◆ **TASK TO CARRY OUT**:
Lay out the lines of each item below as a numbered list, skipping any blank lines. Leave the pictures out.

Location labeling items
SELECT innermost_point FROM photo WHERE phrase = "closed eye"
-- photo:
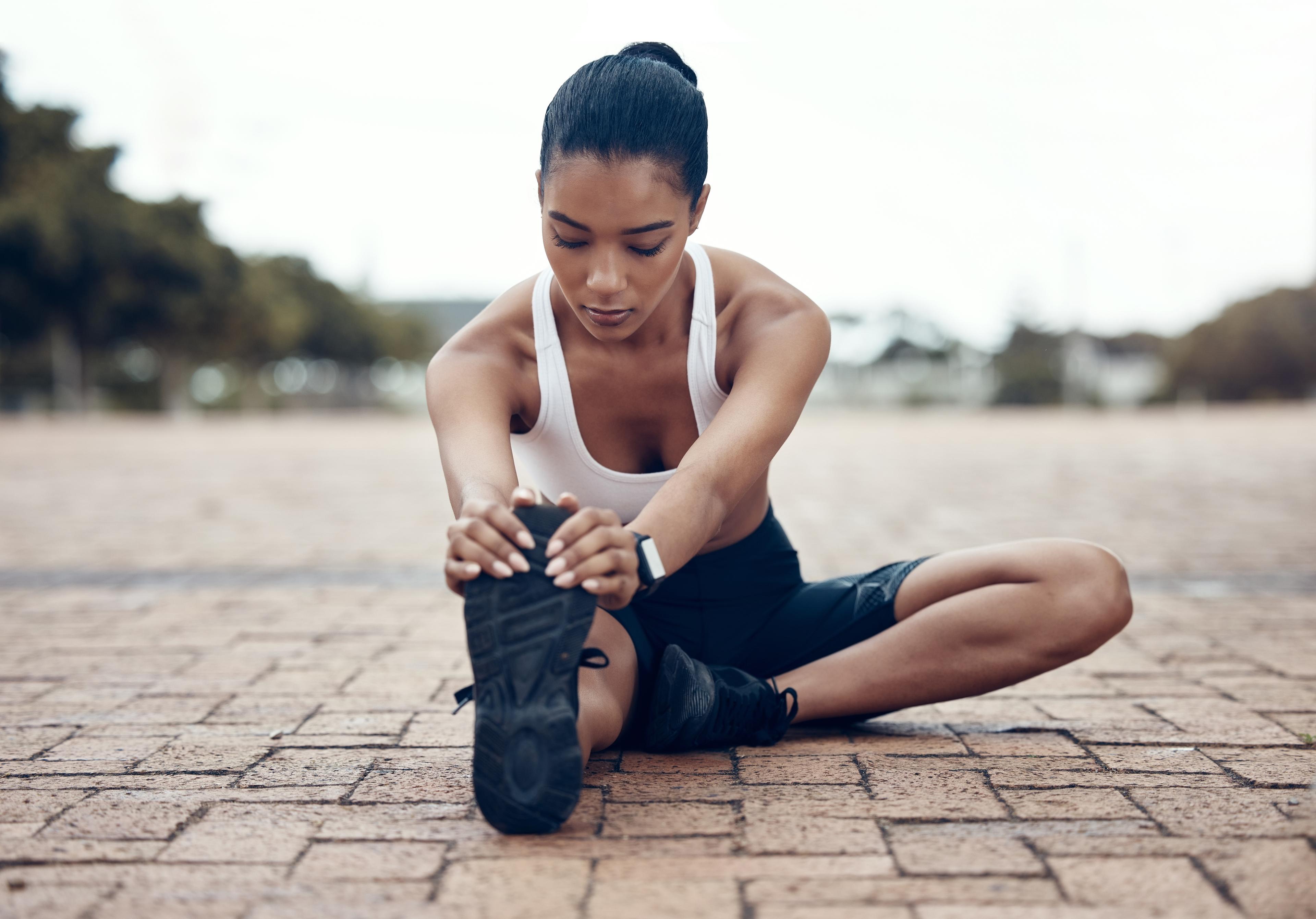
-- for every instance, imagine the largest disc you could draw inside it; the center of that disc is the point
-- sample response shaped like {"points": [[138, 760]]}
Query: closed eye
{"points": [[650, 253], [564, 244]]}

◆ **FINISHED EXERCISE**:
1. SELECT innermost_point FROM photo WHERE phrase = "closed eye"
2. -- photo:
3. -- for every instance, imagine the largest disc you could draw inside it; the center of that disc is the point
4. -- sample response shaped like {"points": [[138, 760]]}
5. Query: closed eye
6. {"points": [[650, 253], [564, 244]]}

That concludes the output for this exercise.